__Short exercise__
Render everything in the material below, from the line containing "Can you find the forested" down to the end of the material, as a Markdown table with the columns Row and Line. Number each line in Row and leave out blank lines.
━━━ Material provided
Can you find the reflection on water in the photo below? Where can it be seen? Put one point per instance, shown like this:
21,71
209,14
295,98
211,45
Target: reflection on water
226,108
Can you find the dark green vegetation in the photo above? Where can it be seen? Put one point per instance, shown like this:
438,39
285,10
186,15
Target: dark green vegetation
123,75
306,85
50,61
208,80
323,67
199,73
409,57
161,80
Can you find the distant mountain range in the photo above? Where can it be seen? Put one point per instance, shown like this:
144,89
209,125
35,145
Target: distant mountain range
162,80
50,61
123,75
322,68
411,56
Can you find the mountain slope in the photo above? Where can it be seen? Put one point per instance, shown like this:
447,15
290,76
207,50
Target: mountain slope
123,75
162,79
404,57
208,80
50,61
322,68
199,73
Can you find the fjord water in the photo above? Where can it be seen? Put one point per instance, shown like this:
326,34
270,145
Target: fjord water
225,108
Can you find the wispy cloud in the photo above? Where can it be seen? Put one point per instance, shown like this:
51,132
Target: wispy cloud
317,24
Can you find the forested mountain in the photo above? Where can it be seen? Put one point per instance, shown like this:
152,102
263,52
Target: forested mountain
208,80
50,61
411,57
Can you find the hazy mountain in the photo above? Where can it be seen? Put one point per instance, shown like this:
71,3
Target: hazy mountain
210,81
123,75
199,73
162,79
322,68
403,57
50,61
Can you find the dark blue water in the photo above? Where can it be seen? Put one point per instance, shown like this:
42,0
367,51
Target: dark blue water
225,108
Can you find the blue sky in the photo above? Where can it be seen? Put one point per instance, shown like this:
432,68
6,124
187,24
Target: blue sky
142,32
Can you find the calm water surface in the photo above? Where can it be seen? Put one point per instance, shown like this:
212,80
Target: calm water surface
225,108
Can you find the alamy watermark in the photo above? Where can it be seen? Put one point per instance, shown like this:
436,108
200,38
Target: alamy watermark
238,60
━━━━━━
__Response to the exercise__
| Row | Line |
|---|---|
| 1 | Can you find the forested mountain in the photo above? Where can it be seen? Put one point per instance, shown like this: |
| 2 | 152,102 |
| 3 | 263,52 |
| 4 | Target: forested mountain |
| 5 | 208,80 |
| 6 | 50,61 |
| 7 | 411,57 |
| 8 | Can you find the hazy mountain in the photo above? Where can it be seen? Put one point per instance, shown like this: |
| 9 | 71,3 |
| 10 | Target: hazy mountain |
| 11 | 210,81 |
| 12 | 123,75 |
| 13 | 199,73 |
| 14 | 162,79 |
| 15 | 322,68 |
| 16 | 403,57 |
| 17 | 50,61 |
| 18 | Can you find the dark blue water in the photo above? Where can it be seen? Put one point per instance, shown like this: |
| 19 | 42,0 |
| 20 | 367,51 |
| 21 | Target: dark blue water |
| 22 | 225,108 |
| 23 | Can you find the blue sky in the photo above? Where can it be seen? Put one point per instance, shown like this: |
| 24 | 432,68 |
| 25 | 6,124 |
| 26 | 187,24 |
| 27 | Target: blue sky |
| 28 | 142,32 |
| 29 | Can you find the calm water surface in the photo above? Where can it be seen? Put one point per instance, shown like this: |
| 30 | 212,80 |
| 31 | Target: calm water surface |
| 32 | 225,108 |
| 33 | Can you find the alamy watermark in the photo above? Where can it be seen? Put one point per instance, shown like this: |
| 34 | 436,108 |
| 35 | 200,38 |
| 36 | Target: alamy watermark |
| 37 | 238,60 |